Convert every line of the rows below into a Markdown table with the columns "Line" and "Content", numbering each line in order and omitting blank lines.

────────────────

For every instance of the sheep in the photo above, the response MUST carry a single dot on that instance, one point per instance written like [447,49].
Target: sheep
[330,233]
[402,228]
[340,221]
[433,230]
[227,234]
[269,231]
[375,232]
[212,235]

────────────────

Finished exercise:
| Line | Content |
|---|---|
| 1 | For every instance of the sheep in the photo above, the response MUST carry a single dot on that instance, one point per instance written like [447,49]. |
| 2 | Target: sheep |
| 3 | [330,233] |
| 4 | [402,228] |
| 5 | [340,221] |
| 6 | [433,230] |
| 7 | [227,234] |
| 8 | [269,231] |
| 9 | [375,232] |
| 10 | [212,235] |